**TASK REQUIREMENTS:** Carry on the section on paleogenomics and archaeogenomics below from its final line.
[Opening DOCUMENT TEXT section]
1. Paleogenomics, Archaeogenomics: Natural Ancestry

This circa 2015 section is added to gather historic expansions of genetic research techniques so as to begin to recover and reconstruct all manner of prior entities, migrations, timelines and more. By this vista, a temporal “paleo” evolutionary retrospect across a span biospheric creatures from insects to sapiens can be perceived. As the entries describe, incipient attempts began in the 1980s and 1990s to recreate the DNA genomes of hominids and primates. After the 2001 Human Genome project, aided by sophisticated instruments and computer informatics, it became increasingly possible to sequence any present or past entity from Neanderthals and hominids to dinosaurs and onto invertebrates.

A companion effort is the ENCODE: Encyclopedia of DNA Elements project, which began in 2003 and proceeds apace with advanced genome sequencing. In February 2015 a similar discernment of the multifaceted Human Epigenome was announced. Together with the molecular nucleotide substrate, this much expanded appreciation of genetic phenomena promises many benefits. If we might reflect upon and extrapolate these abilities, collaborative human beings over round Earth might well seem to be the universe’s way, billions of years on, to achieve a whole-scale self-sequence of its own natural genetic code.

2020: As a result of steady advances in DNA sequence techniques. Into the 2010s it has become possible for our Earthhomic sapience to recover and recreate the hominid and primate lineages from when we came. In addition, all manner of prior migrations, ethnic mixings, ancient settlements, animal domestications, and even linguistic, artifactual and cultural mores can be genetically revealed. Frontier projects are proceeding to fill in past creaturely evolutions for canine and equine species even onto invertebrates. See Multiple Ancestries of Homo Sapiens above for more.


Allaga, Benoit, et al. Universality of the DNA Methylation Codes in Eucaryotes Nature Scientific Reports. 9/173, 2019.
Benitez-Burraco, Antonio and Dan Dediu. Ancient DNA and Language. Journal of Language Evolution. 3/1, 2018.
Frantz, Laurent, et al. Animal Domestication in the Era of Ancient Genomics. Nature Reviews Genetics. 21/8, 2020.
Krause, Johannes and Thomas Trappe. A Short History of Humanity: A New History of Old Europe. New York: Random House, 2021.
Racimo, Fernando, et al. Beyond Broad Strokes: Sociocultural Insights from the Study of Ancient Genomes. Nature Reviews Genetics. June 2020.
[Closing DOCUMENT TEXT section]
[Opening EXTRACTED INFORMATION section]
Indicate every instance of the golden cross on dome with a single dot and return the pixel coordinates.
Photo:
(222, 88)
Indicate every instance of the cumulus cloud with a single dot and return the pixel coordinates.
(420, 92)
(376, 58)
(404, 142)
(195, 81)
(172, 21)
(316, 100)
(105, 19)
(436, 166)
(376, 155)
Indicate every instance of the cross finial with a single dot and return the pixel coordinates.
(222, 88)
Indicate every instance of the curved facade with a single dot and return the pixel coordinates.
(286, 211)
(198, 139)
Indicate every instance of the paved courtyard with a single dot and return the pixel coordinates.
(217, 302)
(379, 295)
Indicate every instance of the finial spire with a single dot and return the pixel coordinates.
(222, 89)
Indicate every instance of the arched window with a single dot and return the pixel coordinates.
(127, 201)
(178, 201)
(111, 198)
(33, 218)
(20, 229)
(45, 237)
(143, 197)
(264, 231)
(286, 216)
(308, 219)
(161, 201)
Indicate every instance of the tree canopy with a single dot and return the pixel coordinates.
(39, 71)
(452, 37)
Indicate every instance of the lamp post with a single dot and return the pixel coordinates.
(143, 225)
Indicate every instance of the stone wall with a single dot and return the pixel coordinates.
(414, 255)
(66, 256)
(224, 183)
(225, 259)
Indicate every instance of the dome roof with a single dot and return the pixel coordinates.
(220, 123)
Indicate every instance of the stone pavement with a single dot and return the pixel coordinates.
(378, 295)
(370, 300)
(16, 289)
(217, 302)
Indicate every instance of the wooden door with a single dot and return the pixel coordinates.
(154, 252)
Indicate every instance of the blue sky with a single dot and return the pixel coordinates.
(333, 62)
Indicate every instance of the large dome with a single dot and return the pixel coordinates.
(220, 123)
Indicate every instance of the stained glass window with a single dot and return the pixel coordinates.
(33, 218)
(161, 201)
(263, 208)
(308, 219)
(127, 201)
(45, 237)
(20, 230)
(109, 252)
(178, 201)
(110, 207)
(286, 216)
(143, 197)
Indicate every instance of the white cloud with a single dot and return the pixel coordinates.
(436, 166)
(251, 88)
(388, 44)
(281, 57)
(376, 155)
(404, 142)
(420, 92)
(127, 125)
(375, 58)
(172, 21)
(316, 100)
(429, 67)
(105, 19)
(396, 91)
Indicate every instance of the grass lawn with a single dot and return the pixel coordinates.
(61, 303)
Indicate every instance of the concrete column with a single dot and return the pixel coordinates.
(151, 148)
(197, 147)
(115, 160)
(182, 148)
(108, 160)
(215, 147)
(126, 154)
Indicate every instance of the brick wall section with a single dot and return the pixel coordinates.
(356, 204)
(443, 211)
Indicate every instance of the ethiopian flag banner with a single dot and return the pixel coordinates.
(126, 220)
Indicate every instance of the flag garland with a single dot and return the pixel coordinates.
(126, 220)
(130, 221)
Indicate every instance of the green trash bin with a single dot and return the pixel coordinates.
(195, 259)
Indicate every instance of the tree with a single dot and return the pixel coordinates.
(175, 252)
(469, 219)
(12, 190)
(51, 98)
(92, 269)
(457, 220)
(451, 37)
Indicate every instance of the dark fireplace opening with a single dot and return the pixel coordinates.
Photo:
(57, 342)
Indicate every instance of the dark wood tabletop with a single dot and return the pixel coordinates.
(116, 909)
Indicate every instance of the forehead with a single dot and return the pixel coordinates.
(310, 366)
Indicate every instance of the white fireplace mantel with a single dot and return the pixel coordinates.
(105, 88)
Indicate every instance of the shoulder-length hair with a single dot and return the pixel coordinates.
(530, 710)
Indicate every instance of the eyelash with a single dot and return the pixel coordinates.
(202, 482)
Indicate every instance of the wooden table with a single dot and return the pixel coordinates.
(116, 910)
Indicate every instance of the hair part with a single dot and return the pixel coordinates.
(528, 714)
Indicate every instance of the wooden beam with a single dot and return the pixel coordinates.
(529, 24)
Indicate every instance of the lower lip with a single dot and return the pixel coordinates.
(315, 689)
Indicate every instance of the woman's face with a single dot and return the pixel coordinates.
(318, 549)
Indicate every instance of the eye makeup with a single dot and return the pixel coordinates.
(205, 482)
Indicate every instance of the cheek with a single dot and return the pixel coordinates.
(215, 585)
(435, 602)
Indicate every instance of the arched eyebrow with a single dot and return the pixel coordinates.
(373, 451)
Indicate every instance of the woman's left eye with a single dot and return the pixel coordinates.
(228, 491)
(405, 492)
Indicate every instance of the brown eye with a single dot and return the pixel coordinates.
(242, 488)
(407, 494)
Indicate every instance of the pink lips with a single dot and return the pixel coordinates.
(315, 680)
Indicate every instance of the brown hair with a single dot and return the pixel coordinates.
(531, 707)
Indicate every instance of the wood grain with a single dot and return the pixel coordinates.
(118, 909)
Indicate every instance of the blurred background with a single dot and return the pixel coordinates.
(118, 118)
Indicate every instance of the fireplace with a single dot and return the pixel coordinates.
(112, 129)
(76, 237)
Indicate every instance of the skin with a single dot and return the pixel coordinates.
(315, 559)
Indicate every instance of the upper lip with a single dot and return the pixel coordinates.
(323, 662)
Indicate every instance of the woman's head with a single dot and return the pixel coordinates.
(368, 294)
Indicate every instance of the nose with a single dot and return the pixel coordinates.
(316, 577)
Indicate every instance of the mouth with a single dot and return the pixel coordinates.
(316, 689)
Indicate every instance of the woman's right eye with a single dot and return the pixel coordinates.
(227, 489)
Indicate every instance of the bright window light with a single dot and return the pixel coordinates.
[Closing EXTRACTED INFORMATION section]
**WRITTEN RESPONSE:**
Reich, David. Ancient DNA and the New Science of the Human Past. New York: Pantheon, 2018.
Skoglund, Pontus and Iain Mathieson. Ancient Human Genomics: The First Decade. Annual Review of Genomics and Human Genetics. Vol. 19, 2018.

2023:


Alie, Alexandre, et al. The Ancestral Gene Repertoire of Animal Stem Cells. Procedings of the National Academy of Sciences. 112/E7093, 2015. As genomic retro-recovery proceeds apace, a team of Japanese and French researchers report on abilities to sequence a deeply conserved gene repertoire of these crucial cells from pre-metazoan sponges to mammalian species.

Stem cells are pivotal for development and tissue homeostasis of multicellular animals, and the quest for a gene toolkit associated with the emergence of stem cells in a common ancestor of all metazoans remains a major challenge for evolutionary biology. We reconstructed the conserved gene repertoire of animal stem cells by transcriptomic profiling of totipotent archeocytes in the demosponge Ephydatia fluviatilis and by tracing shared molecular signatures with flatworm and Hydra stem cells. Phylostratigraphy analyses indicated that most of these stem-cell genes predate animal origin, with only few metazoan innovations, notably including several partners of the Piwi machinery known to promote genome stability. (Abstract)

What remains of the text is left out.